▶ _Prompt_
Set down every entry exactly as it was written.

[Items listed in a dataset]
*-*-*
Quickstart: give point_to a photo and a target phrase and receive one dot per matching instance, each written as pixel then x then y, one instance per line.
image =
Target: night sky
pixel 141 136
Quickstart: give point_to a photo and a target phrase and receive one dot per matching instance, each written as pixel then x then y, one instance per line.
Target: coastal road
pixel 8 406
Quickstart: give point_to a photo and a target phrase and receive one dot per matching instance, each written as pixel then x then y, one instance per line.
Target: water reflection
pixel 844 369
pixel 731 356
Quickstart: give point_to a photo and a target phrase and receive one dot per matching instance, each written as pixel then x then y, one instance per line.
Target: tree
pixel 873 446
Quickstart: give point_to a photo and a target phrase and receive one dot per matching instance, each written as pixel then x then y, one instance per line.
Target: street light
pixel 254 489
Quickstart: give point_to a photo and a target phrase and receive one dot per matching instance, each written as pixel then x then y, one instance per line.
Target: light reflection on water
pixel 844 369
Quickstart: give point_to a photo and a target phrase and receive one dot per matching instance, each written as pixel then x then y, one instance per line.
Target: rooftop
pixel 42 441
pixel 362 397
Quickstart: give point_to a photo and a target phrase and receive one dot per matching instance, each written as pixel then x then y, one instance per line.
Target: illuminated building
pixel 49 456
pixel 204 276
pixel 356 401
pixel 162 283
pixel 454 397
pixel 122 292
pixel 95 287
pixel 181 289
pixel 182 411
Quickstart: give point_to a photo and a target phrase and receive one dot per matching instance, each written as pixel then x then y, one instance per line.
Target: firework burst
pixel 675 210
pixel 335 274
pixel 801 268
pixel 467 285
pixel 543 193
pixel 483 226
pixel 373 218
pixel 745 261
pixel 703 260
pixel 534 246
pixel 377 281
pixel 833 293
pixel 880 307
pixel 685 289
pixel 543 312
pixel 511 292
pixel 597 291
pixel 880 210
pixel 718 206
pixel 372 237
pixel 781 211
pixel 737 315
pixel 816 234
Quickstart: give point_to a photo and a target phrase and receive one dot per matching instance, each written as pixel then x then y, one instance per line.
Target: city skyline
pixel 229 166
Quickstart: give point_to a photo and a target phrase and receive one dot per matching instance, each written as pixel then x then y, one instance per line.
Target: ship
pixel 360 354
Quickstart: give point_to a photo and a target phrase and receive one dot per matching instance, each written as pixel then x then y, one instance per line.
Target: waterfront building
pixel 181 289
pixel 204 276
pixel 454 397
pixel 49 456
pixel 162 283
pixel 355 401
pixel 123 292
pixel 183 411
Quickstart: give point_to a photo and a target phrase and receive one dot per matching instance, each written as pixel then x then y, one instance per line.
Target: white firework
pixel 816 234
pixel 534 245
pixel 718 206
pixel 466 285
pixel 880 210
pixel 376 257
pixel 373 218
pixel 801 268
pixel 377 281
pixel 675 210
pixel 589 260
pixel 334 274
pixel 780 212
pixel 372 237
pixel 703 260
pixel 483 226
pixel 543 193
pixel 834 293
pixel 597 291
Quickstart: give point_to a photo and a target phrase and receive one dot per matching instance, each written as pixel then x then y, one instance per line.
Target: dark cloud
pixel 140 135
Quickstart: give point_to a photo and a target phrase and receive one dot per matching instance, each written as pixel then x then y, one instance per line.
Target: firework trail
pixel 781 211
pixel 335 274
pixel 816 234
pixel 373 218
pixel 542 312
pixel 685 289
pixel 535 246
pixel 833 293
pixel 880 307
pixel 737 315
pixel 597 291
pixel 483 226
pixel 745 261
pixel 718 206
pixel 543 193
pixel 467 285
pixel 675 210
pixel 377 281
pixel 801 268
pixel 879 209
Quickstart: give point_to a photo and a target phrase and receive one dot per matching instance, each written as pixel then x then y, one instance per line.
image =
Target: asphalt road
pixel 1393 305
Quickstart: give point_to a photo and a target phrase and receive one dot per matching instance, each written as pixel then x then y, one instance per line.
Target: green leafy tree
*-*-*
▶ _Worked solution_
Quickstart: give point_to a photo and a target phrase and receive one dot per matching instance, each written as pixel then x then y, one instance per line.
image =
Target: night sky
pixel 141 136
Quickstart: give point_to a photo and a target phrase and receive one dot per matching instance, each written as pixel then x then y, one instance per line.
Target: coastal road
pixel 8 406
Quickstart: give point_to a photo and a target phrase and receive one dot per matching instance, each written as pixel then x then y, one instance per line.
Target: water reflection
pixel 844 369
pixel 731 356
Quickstart: give point_to a photo and a target phrase and receive one dot per matching instance, each written as pixel then x then y, one instance per line.
Target: tree
pixel 873 446
Quickstart: give point_to a photo and a target phrase and receive one dot per matching instance, each written as pixel then x then y, one instance per line.
Target: street light
pixel 254 489
Quickstart: give point_to a photo and a target phrase and receive one dot per matching instance, each written as pixel then x then y, one instance per line.
Target: light reflection on water
pixel 844 369
Quickstart: give point_to a photo and a target phrase and receive one dot per matching instance, each written as pixel then x then y, one instance per line.
Target: rooftop
pixel 42 441
pixel 362 397
Quickstart: give point_to a photo and a target phrase and receive one dot per matching instance, each written as pixel then x then y, one instance per line.
Target: illuminated building
pixel 49 456
pixel 204 276
pixel 356 401
pixel 162 283
pixel 454 397
pixel 122 292
pixel 95 287
pixel 181 289
pixel 182 411
Quickstart: give point_to a photo and a target phrase and receive one dot per matching instance, each written as pixel then x then y, one instance per line.
Target: firework burst
pixel 675 210
pixel 335 274
pixel 801 268
pixel 467 285
pixel 543 193
pixel 483 226
pixel 373 218
pixel 745 261
pixel 703 260
pixel 534 246
pixel 377 281
pixel 833 293
pixel 880 307
pixel 685 289
pixel 543 312
pixel 511 292
pixel 597 291
pixel 880 210
pixel 718 206
pixel 372 237
pixel 781 211
pixel 737 315
pixel 816 234
Quickstart: give point_to a photo and a target phrase and receive one dot per matching instance, each written as pixel then x then y, one instance per line.
Target: city skyline
pixel 229 166
Quickstart: give point_to a photo and a target phrase and receive one dot per matching instance, each written as pixel then x then y, one instance per line.
Target: ship
pixel 360 354
Quickstart: give point_to a photo and a target phrase and receive one dot per matching instance, each written as pixel then x then y, one instance per line.
Target: waterfront building
pixel 181 289
pixel 204 276
pixel 454 397
pixel 49 456
pixel 162 283
pixel 355 401
pixel 123 292
pixel 183 411
Quickstart: give point_to a photo and a target phrase and receive one dot per matching instance, each written as pixel then x then y, one instance per line.
Target: white firework
pixel 816 234
pixel 534 245
pixel 718 206
pixel 466 285
pixel 880 210
pixel 376 257
pixel 373 218
pixel 801 268
pixel 377 281
pixel 675 210
pixel 589 260
pixel 334 274
pixel 780 212
pixel 372 237
pixel 703 260
pixel 483 226
pixel 543 193
pixel 834 293
pixel 597 291
Quickstart: give point_to a photo and a target phrase and receive one dot per matching instance, each written as pixel then x then y, one instance per line.
Target: dark cloud
pixel 140 135
Quickstart: give point_to a photo and a target phrase and receive one dot per matching instance, each written as pixel then x then y, one instance per line.
Target: firework trail
pixel 781 211
pixel 335 274
pixel 816 234
pixel 373 218
pixel 542 312
pixel 685 289
pixel 535 246
pixel 833 293
pixel 880 307
pixel 737 315
pixel 597 291
pixel 483 226
pixel 745 261
pixel 718 206
pixel 543 193
pixel 467 285
pixel 675 210
pixel 377 281
pixel 801 268
pixel 879 209
Quickstart: give point_to a photo and a target phrase and receive one dot per matching instance, each written as pixel then x then y, one instance per line.
image =
Target: asphalt road
pixel 1393 305
Quickstart: give point_to a photo and a target phrase and receive one dot per matching instance, each written as pixel then x then y, one instance per line.
Target: green leafy tree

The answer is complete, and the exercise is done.